[Working data start]

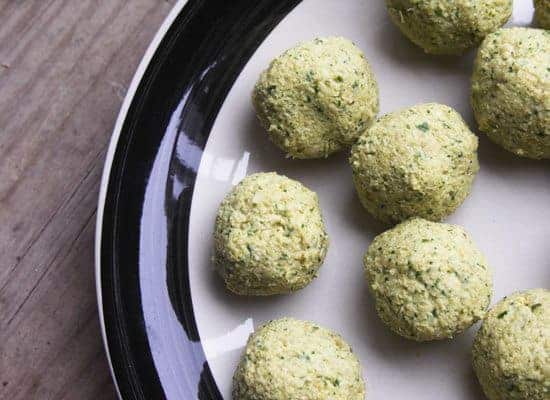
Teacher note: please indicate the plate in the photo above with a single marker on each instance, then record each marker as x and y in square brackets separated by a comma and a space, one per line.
[187, 133]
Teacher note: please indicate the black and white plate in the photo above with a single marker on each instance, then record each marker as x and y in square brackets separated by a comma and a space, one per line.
[187, 133]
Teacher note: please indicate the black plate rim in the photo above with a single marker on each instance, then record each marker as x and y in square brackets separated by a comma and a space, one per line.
[217, 39]
[108, 163]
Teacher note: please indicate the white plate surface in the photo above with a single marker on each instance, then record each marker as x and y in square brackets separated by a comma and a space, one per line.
[508, 212]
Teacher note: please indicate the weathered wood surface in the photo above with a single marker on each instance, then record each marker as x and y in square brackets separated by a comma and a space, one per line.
[64, 69]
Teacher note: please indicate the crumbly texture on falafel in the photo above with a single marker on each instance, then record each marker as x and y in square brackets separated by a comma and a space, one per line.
[417, 162]
[511, 352]
[288, 359]
[269, 236]
[428, 279]
[542, 14]
[448, 26]
[317, 98]
[511, 90]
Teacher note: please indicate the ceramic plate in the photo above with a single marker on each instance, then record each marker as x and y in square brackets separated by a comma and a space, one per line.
[187, 133]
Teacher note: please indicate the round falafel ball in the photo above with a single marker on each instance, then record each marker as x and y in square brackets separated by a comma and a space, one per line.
[511, 90]
[511, 352]
[269, 236]
[542, 13]
[417, 162]
[290, 359]
[448, 26]
[428, 279]
[317, 98]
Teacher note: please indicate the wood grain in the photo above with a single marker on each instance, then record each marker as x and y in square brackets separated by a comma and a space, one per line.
[64, 69]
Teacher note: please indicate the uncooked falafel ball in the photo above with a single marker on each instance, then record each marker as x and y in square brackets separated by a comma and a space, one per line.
[542, 13]
[291, 359]
[417, 162]
[511, 90]
[269, 236]
[448, 26]
[511, 352]
[428, 279]
[317, 98]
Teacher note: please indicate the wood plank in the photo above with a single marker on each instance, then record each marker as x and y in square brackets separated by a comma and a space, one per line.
[64, 68]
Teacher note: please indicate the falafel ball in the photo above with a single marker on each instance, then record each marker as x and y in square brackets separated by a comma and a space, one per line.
[269, 236]
[428, 279]
[290, 359]
[416, 162]
[317, 98]
[448, 26]
[511, 90]
[511, 352]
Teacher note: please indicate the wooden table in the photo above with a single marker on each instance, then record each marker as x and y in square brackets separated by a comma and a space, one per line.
[64, 69]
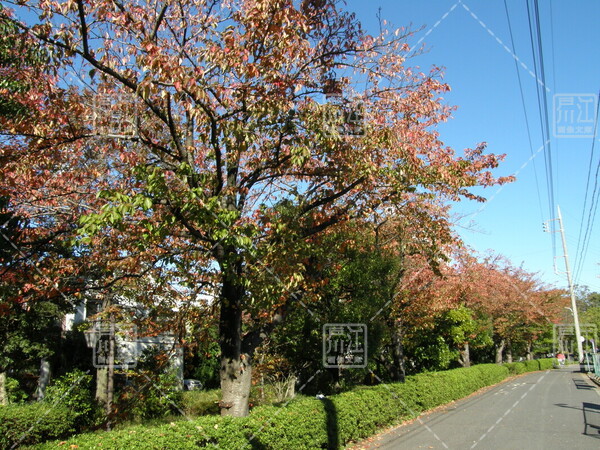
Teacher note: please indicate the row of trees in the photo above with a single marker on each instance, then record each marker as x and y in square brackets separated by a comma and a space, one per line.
[168, 152]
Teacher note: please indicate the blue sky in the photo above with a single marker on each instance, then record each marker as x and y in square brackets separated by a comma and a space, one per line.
[469, 41]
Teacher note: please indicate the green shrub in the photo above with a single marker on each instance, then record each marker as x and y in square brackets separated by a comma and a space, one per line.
[28, 424]
[149, 396]
[517, 368]
[305, 422]
[74, 391]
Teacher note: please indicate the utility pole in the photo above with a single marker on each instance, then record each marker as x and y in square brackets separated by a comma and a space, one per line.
[571, 290]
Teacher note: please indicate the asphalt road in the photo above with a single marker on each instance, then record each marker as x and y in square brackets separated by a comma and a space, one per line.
[557, 409]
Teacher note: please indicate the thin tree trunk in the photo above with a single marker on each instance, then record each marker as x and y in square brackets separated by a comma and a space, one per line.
[43, 380]
[101, 385]
[110, 379]
[3, 394]
[398, 370]
[499, 351]
[465, 356]
[236, 367]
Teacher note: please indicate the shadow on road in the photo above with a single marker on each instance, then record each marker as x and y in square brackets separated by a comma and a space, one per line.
[591, 417]
[582, 384]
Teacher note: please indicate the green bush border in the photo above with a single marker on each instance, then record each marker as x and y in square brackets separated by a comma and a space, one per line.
[305, 422]
[28, 424]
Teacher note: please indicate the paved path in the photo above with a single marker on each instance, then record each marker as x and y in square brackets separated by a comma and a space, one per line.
[543, 410]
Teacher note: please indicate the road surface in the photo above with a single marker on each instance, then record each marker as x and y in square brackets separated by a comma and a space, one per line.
[556, 409]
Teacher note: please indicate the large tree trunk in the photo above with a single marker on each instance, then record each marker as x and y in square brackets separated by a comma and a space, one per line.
[529, 351]
[499, 351]
[236, 367]
[465, 356]
[3, 394]
[43, 380]
[398, 371]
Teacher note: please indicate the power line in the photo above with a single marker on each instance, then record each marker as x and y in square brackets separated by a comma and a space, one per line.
[542, 106]
[512, 42]
[593, 204]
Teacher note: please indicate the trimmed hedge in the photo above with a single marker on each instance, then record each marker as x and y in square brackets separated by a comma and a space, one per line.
[306, 422]
[533, 365]
[31, 423]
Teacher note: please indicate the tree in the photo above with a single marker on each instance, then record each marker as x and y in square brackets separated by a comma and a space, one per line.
[220, 113]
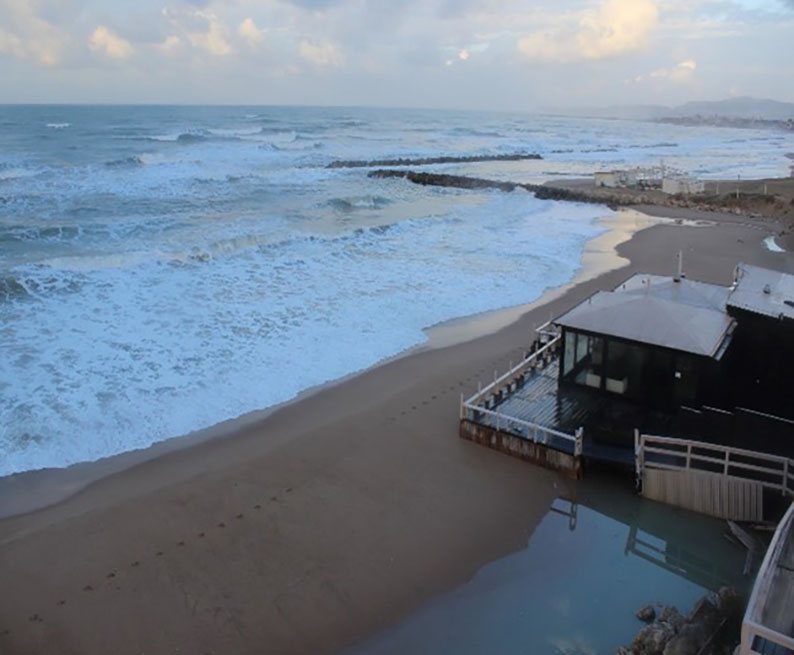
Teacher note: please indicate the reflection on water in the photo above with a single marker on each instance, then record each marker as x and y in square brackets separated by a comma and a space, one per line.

[Working data end]

## Exercise details
All records should be output exactly, with the pictures left out.

## Solved exercise
Teacher note: please indicate the plate in the photo above with a single marker on each instance, then record each marker as x and y in square brackets separated by a comma and a space, one per line.
[187, 133]
Teacher note: please indicate the black and white plate in the photo above with a single marker on each instance, then record each marker as x and y in square brackets separated by a comma and a space, one per line.
[187, 133]
Teacher note: please indicate the black plate rim in the photo above with a single marker on each instance, then record each marker as x and y in square brackets separated by a comma and a space, one per line.
[217, 39]
[108, 163]
Teacher note: please indicate the white plate surface in the photo above with a single marker on each instance, then record each marker as x and y in square brackets separated by a comma and a space, one per line.
[508, 212]
Teacher note: please indicate the weathered wood surface in the photo above with a single marker on each instance, then record each marker as x and y in square brackets separated by a comma and a space, one per line.
[64, 69]
Teacher note: please indicate the crumbly texture on falafel in the photo above with a single marker on each instance, then record each marker as x and y in square brackets separated by a comma and a space, one per line.
[417, 162]
[511, 352]
[288, 359]
[269, 236]
[428, 279]
[542, 14]
[448, 26]
[317, 98]
[511, 90]
Teacher note: please indicate the ceramic plate in the photo above with a single marker on each instance, then record each marker as x and y in square brackets separated by a comma and a space, one per line.
[187, 133]
Teacher note: please indicate the round falafel ball in the photo above with a single marker on each instance, then record each marker as x and y in square brackets separated by a comma and a space, one per line.
[511, 90]
[511, 352]
[269, 236]
[542, 13]
[417, 162]
[290, 359]
[448, 26]
[428, 279]
[317, 98]
Teacher note: please indicate the wood grain in the photo above with a single marker on each instance, then record each marker as x and y in square brackets separated by a comma and a space, one per line.
[64, 69]
Teacher note: please indicate the uncooked falafel ball in the photo above with a single marker on each instance, then record each marker as x and y in square brackets separated by a comma and a space, one per line.
[542, 13]
[291, 359]
[417, 162]
[511, 90]
[269, 236]
[448, 26]
[511, 352]
[428, 279]
[317, 98]
Teacher note: please indicate the wood plank in the photo above with a single marker on each instance, then record each marker as x and y in square brackets separated by a comma and a space, one per line.
[64, 68]
Teacher note: please indicate the falafel ball in the photo above with a single marker on each instance, then record each marker as x and y in square brackets separated by a comma and a space, one per line.
[269, 236]
[428, 279]
[290, 359]
[416, 162]
[317, 98]
[448, 26]
[511, 90]
[511, 352]
Teacher note: please indicate the wooden table in the photo above with a single marker on each instance, then record each marker as x and y in square brackets separated by a comma and a space, one per line.
[64, 69]
Teacher note: please indicate the row of trees in the photo above with a single marker on each instance, then record each marker as x and y in square brackets separated by a comma and a space, one per line.
[168, 152]
Teacher note: please indicate the blue sky in the photo above with a single marker on each instance, then record each marker as x and y in square brackets separated by a comma and a space, one per line.
[469, 41]
Teacher note: please indicate the green shrub in the photo above with a single marker on each instance, then record each marker as x and y in square brackets separated by a comma and a space, one per line.
[28, 424]
[149, 396]
[517, 368]
[305, 422]
[74, 391]
Teacher note: please indicate the utility pole in the photo above with a single marker on each instance, then record each marker as x and y in square brackets separated by a comma and a space, one per line.
[571, 290]
Teacher note: please indicate the asphalt road in the photo above with a single marker on each instance, then record each marker as x and y in square brackets separated by a comma and a space, one per line.
[557, 409]
Teacher note: please indicate the thin tree trunk in the photo above with a single marker on each instance, then record each marker as x and y in square brackets separated by a comma and a space, one per line.
[43, 380]
[101, 385]
[110, 379]
[3, 394]
[398, 370]
[499, 351]
[465, 356]
[236, 367]
Teacher note: please indicate the shadow on road in the photo above with a single marker on each instance, then record each marker as x and y in square brackets separated by a comma and a space, one per line.
[591, 417]
[582, 384]
Teacher note: please indicate the green bush border in the photo above with a single marker on each instance, then record each marker as x and y in square brackets separated by a comma and a space, one per line.
[305, 422]
[28, 424]
Teacher note: please indicate the paved path in the photo above with a single marker on each instance, then record each marker as x and y in square brackets separated by a comma and a space, one per line.
[543, 410]
Teacher note: please indicate the road surface in the photo above with a single marker on each instance, then record each marker as x and y in square brackets separated by a comma and a space, one per line.
[556, 409]
Teacher note: please indicate the large tree trunk in the photo above with a single marker on each instance, then record each marker as x and y in square brackets separated by a comma and a space, one per line.
[529, 351]
[499, 351]
[236, 367]
[465, 356]
[3, 394]
[43, 380]
[398, 371]
Teacher note: please indicate the power line in the photo above with a single marker on each instance, then record each marker as x and y in square brackets separated by a comma and a space, one per line.
[542, 106]
[512, 42]
[593, 204]
Teacher note: please indicate the trimmed hedge in the photo above with a single marker on each instance, then record each marker as x and y in square brackets separated by a comma and a space, one per line.
[306, 422]
[533, 365]
[31, 423]
Teacher note: please indicate the tree in the photo above with a single marker on each instance, then record each marker as x and y in square brackets separated by a comma and a space, one per line.
[220, 113]
Teacher note: please indicate the reflection on water in the photo above with a single marker on each instance, then record each marker as x and y in square brackets separated by a comma and a space, one per line.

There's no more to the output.